### Required task A
Answer these from the failover RPC thread:
(i) Which four fields replace rpc_host and rpc_port in the configuration file format?
(ii) What timezone does akolotov say he is in?
(iii) To what does yrashk propose delegating failure handling?
### Required task B
Output everything in the failover RPC thread from "- RpcUrlKind has" down to "RpcUrlKind) currently in use.", word for word.

### Excerpt to read
==========

Add the groundwork for failover RPC support #110

c0gent · 2018-06-19T22:02:33Z

Changes

Remove the rpc_host and rpc_port fields from the configuration file
format and add primary_rpc_host, primary_rpc_port, failover_rpc_host,
and failover_rpc_port.
Add the RpcUrl and RpcUrlKind types.
- RpcUrl contains a host name and a port.
- RpcUrlKind has variants for primary and failover urls and contains a
  RpcUrl.
Remove rpc_host and rpc_port and add primary and failover RPC url fields
to config::Config et. al.
Update app::Connections::new_http to automatically use the failover url in
the event of an error connecting to the primary.
Add the home_url and foreign_url to Connections containing the
url/kind (a RpcUrlKind) currently in use.
Update logging.
Update tests.

Closes #107 (maybe)

I don't have a very sophisticated test setup so this will definitely need more comprehensive testing in a more realistic environment.

@akolotov: If I understand your original issue correctly (please correct me if not), the main purpose of this is for the failover not simply to be available upon startup, but to be used in the event of a disconnection. I'm not familiar enough with the whole project yet to know exactly how and where that happens. This patch only makes use of the failover url on startup (creation of an App/Connection) but does nothing special in the event of a disconnect at a later point. Therefore it may not completely address your issue and should be considered only a partial implementation.

I could use your help showing me where and how disconnection is currently is handled so that I can add some more logic to that process. I'm available on voice or Zoom if that's easier. Thanks!

* Remove the `rpc_host` and `rpc_port` fields from the configuration file format and add `primary_rpc_host`, `primary_rpc_port`, `failover_rpc_host`, and `failover_rpc_port`. * Add the `RpcUrl` and `RpcUrlKind` types. * `RpcUrl` contains a host name and a port. * `RpcUrlKind` has variants for primary and failover urls and contains a `RpcUrl`. * Remove `rpc_host` and `rpc_port` and add primary and failover RPC url fields to `config::Config` et. al. * Update `app::Connections::new_http` to automatically use the failover url in the event of an error connecting to the primary. * Add the `home_url` and `foreign_url` to `Connections` containing the url/kind (a `RpcUrlKind`) currently in use. * Update logging. * Update tests.

akolotov · 2018-06-19T23:43:12Z

Thanks! I will look at this PR tomorrow (I am in MSK timezone) and provide my feedback.

yrashk · 2018-07-02T02:50:55Z

After some further thinking about this problem, here's my take on how it should be implemented to keep it simple and yet flexible so that even future scenarios can be accommodated.

Instead of building very specific features (such as failover RPC), we can further utilize the approach that has been used in the bridge in the past couple of months: delegating failure handling to a supervisor process. Currently, an exit code for failed RPC connection doesn't make distinction between home and foreign. However, if we track the side on which the failure has occurred and use different exit codes for different sides, the supervisor can simply restart the bridge with a different config, according to its own logic. Could be more than two failovers, for example, or a check on what's available using curl and then using the appropriate config.

This will work particularly well combined with persistent transaction queues.

==========

Stored rows:
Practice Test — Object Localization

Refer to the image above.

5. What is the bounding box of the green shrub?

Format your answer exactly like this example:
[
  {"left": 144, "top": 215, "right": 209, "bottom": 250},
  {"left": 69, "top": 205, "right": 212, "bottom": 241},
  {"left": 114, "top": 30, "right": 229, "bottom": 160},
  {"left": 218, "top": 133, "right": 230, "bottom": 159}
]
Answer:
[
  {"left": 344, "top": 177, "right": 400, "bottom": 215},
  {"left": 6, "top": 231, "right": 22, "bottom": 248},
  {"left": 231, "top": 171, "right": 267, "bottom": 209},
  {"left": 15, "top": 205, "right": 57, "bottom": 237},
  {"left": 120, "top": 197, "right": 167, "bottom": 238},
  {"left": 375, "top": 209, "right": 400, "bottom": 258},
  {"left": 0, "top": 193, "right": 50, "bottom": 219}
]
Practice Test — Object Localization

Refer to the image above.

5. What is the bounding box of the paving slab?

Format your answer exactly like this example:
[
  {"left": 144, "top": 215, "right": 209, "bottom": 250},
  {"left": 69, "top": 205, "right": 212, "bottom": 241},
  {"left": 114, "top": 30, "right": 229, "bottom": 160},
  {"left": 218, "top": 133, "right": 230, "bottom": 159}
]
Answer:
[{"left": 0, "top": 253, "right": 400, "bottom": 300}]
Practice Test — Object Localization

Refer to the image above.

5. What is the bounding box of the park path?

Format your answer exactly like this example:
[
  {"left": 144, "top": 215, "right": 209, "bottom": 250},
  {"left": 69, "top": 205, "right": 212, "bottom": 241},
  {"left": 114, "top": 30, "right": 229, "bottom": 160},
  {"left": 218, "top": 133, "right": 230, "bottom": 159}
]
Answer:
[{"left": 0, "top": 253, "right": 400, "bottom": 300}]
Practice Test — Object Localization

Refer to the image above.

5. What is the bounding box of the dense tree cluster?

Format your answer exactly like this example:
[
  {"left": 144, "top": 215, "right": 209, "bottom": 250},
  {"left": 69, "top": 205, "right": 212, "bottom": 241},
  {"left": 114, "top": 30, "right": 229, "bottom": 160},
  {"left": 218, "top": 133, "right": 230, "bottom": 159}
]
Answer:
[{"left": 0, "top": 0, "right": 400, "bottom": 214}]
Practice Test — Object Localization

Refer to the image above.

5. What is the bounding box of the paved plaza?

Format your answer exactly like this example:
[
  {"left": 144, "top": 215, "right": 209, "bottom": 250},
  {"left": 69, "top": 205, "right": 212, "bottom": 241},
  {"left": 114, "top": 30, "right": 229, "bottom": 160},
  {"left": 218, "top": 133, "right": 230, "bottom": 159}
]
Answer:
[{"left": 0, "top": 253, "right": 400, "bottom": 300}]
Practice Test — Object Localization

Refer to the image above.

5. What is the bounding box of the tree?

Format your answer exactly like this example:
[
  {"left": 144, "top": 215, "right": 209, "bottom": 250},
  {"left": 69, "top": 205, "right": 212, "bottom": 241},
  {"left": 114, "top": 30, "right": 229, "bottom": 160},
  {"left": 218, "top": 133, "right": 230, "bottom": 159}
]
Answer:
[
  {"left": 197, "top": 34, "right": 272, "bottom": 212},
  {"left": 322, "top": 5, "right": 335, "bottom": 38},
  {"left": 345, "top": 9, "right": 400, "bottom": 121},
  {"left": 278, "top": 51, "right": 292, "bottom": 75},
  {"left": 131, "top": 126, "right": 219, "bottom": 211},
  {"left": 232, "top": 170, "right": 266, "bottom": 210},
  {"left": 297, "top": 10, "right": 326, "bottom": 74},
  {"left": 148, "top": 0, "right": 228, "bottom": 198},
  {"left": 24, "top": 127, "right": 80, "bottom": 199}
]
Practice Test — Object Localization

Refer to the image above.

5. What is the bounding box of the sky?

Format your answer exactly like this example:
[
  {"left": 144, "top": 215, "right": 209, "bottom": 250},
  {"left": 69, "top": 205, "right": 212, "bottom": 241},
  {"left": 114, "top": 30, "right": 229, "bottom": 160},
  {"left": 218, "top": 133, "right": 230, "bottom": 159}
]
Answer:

==========

### Problem solution A
(i) primary_rpc_host, primary_rpc_port, failover_rpc_host, and failover_rpc_port
(ii) MSK
(iii) A supervisor process

### Problem solution B
- RpcUrlKind has variants for primary and failover urls and contains a
  RpcUrl.
Remove rpc_host and rpc_port and add primary and failover RPC url fields
to config::Config et. al.
Update app::Connections::new_http to automatically use the failover url in
the event of an error connecting to the primary.
Add the home_url and foreign_url to Connections containing the
url/kind (a RpcUrlKind) currently in use.